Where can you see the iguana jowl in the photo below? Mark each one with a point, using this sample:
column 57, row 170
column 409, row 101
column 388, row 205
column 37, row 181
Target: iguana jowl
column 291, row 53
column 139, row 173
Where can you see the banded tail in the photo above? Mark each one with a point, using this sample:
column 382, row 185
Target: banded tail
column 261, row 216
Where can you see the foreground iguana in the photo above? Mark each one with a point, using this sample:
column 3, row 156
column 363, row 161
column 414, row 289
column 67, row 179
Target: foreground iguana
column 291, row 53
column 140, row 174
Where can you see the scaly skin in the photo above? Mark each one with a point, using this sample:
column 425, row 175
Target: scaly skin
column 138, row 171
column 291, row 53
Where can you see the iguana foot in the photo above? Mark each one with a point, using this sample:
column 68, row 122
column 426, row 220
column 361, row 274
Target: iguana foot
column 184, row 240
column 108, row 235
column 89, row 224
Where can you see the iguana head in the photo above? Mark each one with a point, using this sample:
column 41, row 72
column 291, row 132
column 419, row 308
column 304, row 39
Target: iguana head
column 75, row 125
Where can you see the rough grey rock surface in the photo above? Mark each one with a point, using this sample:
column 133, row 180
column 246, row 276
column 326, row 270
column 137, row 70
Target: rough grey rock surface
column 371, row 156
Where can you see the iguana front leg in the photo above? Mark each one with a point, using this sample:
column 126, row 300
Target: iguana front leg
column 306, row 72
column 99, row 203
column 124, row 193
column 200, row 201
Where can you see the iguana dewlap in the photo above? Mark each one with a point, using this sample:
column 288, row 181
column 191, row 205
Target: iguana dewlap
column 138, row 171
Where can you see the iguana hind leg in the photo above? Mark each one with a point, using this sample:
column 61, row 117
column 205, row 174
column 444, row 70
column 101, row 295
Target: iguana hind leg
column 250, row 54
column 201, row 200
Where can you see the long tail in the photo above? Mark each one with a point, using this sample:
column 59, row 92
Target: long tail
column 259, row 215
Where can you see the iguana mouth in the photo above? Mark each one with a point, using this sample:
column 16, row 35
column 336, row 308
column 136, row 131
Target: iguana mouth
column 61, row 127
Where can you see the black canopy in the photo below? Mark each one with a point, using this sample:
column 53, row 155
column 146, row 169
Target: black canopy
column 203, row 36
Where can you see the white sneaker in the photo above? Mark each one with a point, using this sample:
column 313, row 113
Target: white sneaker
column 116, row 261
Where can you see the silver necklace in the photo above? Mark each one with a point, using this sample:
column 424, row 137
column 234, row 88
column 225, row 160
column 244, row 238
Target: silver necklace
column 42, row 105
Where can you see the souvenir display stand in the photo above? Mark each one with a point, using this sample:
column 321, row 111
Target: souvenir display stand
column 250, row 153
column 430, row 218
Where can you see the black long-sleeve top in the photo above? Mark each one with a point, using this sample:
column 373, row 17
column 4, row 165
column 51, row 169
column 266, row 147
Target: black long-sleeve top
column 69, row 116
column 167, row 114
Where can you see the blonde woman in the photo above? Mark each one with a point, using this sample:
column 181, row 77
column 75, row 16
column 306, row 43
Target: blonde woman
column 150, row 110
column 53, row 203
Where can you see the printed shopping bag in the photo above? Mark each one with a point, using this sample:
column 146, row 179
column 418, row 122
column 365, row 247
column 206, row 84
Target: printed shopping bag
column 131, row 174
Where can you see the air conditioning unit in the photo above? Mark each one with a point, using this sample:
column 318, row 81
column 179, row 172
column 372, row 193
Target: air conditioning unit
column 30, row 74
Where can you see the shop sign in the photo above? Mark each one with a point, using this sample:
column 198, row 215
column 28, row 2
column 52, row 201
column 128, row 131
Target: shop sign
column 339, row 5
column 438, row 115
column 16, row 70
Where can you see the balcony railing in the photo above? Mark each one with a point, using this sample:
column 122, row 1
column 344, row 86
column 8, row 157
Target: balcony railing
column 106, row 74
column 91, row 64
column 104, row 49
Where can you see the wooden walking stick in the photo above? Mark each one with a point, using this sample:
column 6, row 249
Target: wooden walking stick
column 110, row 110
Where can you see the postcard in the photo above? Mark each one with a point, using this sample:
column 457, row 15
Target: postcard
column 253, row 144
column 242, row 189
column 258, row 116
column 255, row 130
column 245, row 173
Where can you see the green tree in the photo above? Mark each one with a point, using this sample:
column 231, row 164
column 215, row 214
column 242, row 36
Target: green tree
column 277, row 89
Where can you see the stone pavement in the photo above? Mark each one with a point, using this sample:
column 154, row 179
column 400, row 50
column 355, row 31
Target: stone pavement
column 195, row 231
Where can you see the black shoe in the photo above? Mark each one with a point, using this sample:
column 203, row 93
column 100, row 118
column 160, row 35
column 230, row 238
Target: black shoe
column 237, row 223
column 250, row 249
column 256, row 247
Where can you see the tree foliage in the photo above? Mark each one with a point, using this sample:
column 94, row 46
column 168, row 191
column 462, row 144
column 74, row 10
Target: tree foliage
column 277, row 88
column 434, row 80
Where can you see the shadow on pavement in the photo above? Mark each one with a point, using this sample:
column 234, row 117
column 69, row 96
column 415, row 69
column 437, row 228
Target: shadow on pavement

****

DIRECTIONS FOR THIS TASK:
Copy the lines from the one containing "Where can you see the tree" through the end of the rows, swapping "pavement" for "sidewalk" and keeping everything else the same.

RESULT OF THIS TASK:
Where can you see the tree foliage in the photo above? Mark each one with a point, using this sample:
column 94, row 46
column 168, row 191
column 462, row 144
column 74, row 10
Target: tree foliage
column 277, row 88
column 434, row 80
Where can you see the shadow on sidewalk in the photo above? Mark each one with a point, using this sample:
column 234, row 117
column 69, row 96
column 415, row 69
column 437, row 228
Target: shadow on sidewalk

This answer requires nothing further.